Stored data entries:
════
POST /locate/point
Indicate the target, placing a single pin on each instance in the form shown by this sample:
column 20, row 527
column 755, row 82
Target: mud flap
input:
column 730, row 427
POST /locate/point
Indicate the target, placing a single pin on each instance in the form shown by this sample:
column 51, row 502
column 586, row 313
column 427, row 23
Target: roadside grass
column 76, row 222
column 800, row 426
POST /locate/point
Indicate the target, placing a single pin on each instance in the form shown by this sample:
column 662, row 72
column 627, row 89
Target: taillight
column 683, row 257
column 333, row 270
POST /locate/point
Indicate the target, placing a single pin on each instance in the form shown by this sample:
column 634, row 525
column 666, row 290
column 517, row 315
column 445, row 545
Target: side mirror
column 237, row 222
════
- Exercise aim: The expected answer is an exact copy of the lines beginning at the one with "column 662, row 72" and running to the end of the entries above.

- Exercise result:
column 662, row 72
column 627, row 89
Target: taillight
column 683, row 257
column 333, row 270
POST /locate/point
Indicate the target, placing a single pin on each instance in the form shown by this sample:
column 634, row 525
column 666, row 290
column 517, row 315
column 445, row 545
Target: side mirror
column 237, row 222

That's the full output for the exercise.